(Dataset rows showing where objects appear)
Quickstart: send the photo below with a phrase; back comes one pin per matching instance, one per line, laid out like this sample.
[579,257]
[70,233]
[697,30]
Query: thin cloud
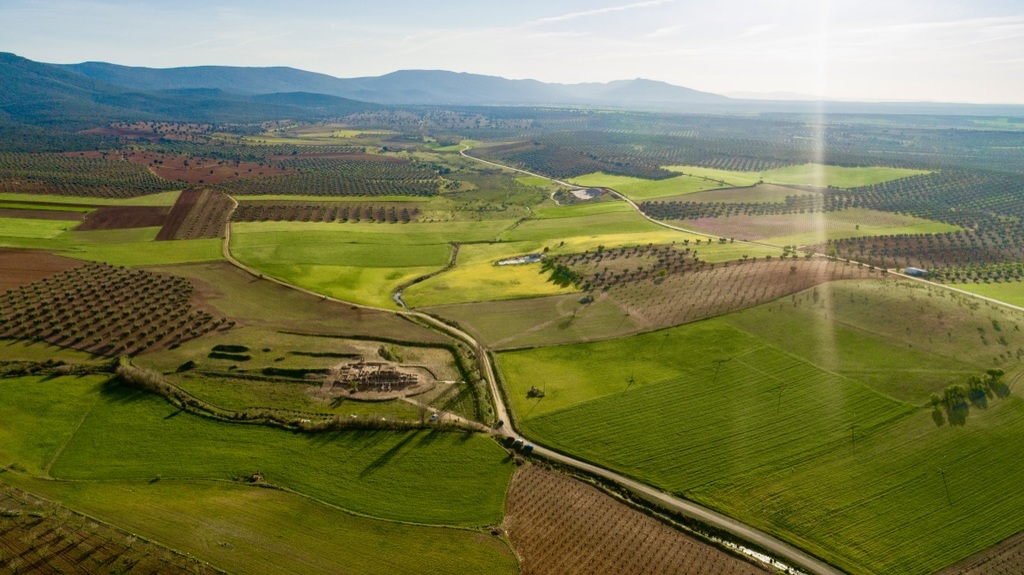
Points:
[597,11]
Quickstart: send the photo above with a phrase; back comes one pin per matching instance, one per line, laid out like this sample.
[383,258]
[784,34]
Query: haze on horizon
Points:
[926,50]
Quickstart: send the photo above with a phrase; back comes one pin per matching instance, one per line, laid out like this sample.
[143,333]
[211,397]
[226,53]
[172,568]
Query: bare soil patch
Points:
[559,525]
[120,217]
[198,214]
[22,267]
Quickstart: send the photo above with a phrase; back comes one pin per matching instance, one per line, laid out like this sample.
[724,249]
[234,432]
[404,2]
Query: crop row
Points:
[714,290]
[105,310]
[990,246]
[76,175]
[303,212]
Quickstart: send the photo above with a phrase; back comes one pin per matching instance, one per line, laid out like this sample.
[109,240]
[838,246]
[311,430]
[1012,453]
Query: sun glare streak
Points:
[825,337]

### Written instruction
Can you render these lines as a numbered list, skipping blank lines and leaving the pictures out of your answer?

### The completed task
1. Quickstart: send the photo below with a phrase; back comes one pin per matching instance, one per line, laid out like this sample.
2. [579,257]
3. [70,233]
4. [697,30]
5. Query: thin cloud
6. Points:
7. [597,11]
8. Quickstart: send the photo above with a phrase; back comes one pin per matching instance, one per line, laid out like this sample.
9. [383,258]
10. [784,34]
11. Query: haze on horizon
12. Points:
13. [926,50]
14. Quickstart: send the photo above with a phrase; back comes one pin per matching instance, one per line, laid out like this sample.
15. [143,333]
16. [211,397]
17. [226,53]
18. [172,568]
19. Query: bare soil patch
20. Points:
21. [559,525]
22. [120,217]
23. [198,214]
24. [22,267]
25. Quickstart: send the photo above with a phrase; back comes one pin per matching instance, one per line, laid out like this sample.
26. [724,249]
27. [234,432]
28. [404,2]
29. Query: crop row
30. Points:
31. [714,290]
32. [105,310]
33. [990,246]
34. [76,175]
35. [303,212]
36. Quickstart: send the photo above with a phrase; back comes one pin per matching instance, one per line, laid out like this sample.
37. [109,240]
38. [838,246]
39. [311,430]
40. [1012,453]
41. Query: sun glare streak
42. Points:
43. [825,337]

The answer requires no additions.